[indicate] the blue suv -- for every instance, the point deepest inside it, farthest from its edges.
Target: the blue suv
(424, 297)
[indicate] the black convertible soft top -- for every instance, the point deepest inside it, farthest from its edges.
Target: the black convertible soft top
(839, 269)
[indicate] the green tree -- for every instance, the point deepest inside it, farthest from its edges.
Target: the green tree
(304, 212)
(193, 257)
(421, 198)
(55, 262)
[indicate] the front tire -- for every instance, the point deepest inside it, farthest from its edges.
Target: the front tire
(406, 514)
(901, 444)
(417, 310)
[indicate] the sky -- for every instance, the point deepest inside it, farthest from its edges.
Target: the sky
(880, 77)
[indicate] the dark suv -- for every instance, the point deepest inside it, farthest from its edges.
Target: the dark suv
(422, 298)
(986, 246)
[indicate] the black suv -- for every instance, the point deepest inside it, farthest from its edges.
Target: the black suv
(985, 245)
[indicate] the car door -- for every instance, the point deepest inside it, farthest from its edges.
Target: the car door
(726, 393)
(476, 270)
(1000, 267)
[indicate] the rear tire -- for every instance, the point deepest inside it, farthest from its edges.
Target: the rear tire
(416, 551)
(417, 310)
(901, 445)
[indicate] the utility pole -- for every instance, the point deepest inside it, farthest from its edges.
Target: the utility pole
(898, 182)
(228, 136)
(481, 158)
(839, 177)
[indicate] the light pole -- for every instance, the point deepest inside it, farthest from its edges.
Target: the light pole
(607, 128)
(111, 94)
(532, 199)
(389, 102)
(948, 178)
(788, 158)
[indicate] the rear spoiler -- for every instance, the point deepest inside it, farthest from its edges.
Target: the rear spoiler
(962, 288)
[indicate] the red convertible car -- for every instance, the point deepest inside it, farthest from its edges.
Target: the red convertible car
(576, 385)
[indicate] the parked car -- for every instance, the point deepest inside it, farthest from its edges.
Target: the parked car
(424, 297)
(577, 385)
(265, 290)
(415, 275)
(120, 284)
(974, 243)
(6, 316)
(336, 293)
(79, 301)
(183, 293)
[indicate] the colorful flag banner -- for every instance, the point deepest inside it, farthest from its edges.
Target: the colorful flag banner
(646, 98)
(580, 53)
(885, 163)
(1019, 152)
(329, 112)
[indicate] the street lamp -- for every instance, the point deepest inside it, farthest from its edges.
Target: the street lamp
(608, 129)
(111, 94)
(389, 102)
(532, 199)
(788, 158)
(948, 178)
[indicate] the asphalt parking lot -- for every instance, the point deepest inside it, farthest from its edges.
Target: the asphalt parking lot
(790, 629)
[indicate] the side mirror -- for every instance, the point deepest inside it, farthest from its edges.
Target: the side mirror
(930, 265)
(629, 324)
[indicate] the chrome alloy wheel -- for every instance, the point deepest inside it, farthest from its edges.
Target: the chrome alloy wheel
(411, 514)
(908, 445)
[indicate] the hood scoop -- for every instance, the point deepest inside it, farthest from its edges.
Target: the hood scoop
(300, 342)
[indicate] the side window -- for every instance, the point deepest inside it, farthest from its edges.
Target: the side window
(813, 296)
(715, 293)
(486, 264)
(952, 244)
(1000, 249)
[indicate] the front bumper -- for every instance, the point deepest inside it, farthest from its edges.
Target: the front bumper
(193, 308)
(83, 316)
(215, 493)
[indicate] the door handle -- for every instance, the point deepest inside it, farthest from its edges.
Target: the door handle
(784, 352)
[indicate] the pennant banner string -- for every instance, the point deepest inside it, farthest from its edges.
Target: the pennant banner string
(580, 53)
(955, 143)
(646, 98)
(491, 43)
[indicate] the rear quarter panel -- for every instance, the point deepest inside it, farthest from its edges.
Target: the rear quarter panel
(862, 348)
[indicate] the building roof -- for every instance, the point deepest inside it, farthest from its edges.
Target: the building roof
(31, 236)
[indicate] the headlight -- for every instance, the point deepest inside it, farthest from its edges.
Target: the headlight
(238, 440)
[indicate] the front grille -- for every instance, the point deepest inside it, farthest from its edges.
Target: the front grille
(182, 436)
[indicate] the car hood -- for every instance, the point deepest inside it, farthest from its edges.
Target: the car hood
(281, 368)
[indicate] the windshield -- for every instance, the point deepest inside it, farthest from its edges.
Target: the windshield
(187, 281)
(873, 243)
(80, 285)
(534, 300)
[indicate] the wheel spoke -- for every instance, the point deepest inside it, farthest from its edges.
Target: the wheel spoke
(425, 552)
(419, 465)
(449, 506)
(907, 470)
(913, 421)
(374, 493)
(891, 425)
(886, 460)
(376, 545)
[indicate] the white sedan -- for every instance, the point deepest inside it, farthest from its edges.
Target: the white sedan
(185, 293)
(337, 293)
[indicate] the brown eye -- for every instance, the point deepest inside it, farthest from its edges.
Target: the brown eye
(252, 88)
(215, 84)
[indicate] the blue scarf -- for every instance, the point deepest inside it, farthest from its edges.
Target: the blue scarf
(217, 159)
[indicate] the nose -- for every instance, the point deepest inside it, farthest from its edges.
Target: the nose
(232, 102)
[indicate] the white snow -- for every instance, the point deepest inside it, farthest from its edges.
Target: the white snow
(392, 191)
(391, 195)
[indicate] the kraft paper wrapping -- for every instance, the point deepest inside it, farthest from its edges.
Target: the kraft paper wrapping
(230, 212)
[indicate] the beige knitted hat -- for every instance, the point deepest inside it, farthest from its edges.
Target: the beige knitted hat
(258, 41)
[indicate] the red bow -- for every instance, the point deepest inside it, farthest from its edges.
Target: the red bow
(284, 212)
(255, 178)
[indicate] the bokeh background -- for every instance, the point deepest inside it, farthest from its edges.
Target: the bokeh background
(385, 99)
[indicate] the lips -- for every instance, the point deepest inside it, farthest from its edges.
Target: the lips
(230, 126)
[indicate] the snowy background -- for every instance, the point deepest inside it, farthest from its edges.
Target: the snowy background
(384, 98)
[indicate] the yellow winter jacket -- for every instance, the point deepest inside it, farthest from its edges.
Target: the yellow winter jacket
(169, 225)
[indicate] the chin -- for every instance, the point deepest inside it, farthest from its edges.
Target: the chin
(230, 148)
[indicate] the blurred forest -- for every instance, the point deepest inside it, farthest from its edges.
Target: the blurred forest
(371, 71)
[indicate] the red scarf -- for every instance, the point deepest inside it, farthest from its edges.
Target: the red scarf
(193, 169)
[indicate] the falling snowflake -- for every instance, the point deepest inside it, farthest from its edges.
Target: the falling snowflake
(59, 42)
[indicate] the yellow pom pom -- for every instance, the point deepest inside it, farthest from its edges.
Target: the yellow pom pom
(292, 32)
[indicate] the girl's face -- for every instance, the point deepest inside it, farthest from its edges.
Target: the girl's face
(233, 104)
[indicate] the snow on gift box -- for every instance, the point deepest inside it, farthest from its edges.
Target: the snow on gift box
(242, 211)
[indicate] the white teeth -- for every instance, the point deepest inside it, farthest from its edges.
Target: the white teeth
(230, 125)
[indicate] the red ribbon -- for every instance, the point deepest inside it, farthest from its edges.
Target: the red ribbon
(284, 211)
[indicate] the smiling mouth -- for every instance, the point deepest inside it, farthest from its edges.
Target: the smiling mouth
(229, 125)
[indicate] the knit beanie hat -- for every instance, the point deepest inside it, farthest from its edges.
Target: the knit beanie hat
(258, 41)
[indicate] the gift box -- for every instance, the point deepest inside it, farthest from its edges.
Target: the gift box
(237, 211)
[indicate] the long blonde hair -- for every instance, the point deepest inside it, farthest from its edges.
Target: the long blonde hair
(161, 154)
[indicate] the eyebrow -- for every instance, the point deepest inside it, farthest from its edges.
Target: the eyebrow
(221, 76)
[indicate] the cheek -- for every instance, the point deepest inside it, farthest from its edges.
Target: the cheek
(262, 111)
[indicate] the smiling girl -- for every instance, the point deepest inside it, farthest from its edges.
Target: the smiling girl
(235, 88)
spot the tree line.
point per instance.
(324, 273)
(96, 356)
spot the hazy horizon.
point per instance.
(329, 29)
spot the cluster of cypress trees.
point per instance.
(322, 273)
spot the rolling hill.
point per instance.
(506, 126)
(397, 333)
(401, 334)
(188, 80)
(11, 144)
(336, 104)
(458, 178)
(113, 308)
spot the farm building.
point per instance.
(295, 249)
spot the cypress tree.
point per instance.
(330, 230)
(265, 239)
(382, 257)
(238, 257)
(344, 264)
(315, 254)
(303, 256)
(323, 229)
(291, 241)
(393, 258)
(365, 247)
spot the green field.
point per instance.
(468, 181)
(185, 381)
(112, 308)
----------
● ASSIGNMENT
Begin with the first line of the listing and copy exactly through the line that contains "[indicate] the car door", please, keeping both ends and leaving out everything after.

● ANSWER TO THE PROBLEM
[indicate] the blue suv -- for every instance, the point deepest inside it, farthest from its edges.
Target: the blue suv
(424, 297)
[indicate] the black convertible soft top -- for every instance, the point deepest inside it, farthest from its edges.
Target: the black convertible soft top
(839, 269)
[indicate] the green tree -- for every instance, the point deepest inside it, farthest from its edges.
Target: the green tree
(304, 212)
(193, 257)
(421, 198)
(55, 262)
[indicate] the front tire -- for every instance, the point deepest inside it, farthest from its edges.
Target: the front tire
(406, 514)
(901, 444)
(417, 310)
[indicate] the sky -- for every instance, the point deepest inside it, farthest from its edges.
Target: the sky
(880, 77)
[indicate] the dark suv -- for every instance, the point deepest inside it, farthest from its edges.
Target: the dark suv
(422, 298)
(986, 246)
[indicate] the black suv -- for every instance, the point deepest inside it, farthest from its edges.
Target: the black suv
(985, 245)
[indicate] the car door -- for every instance, the point deepest inside it, farthest from its edges.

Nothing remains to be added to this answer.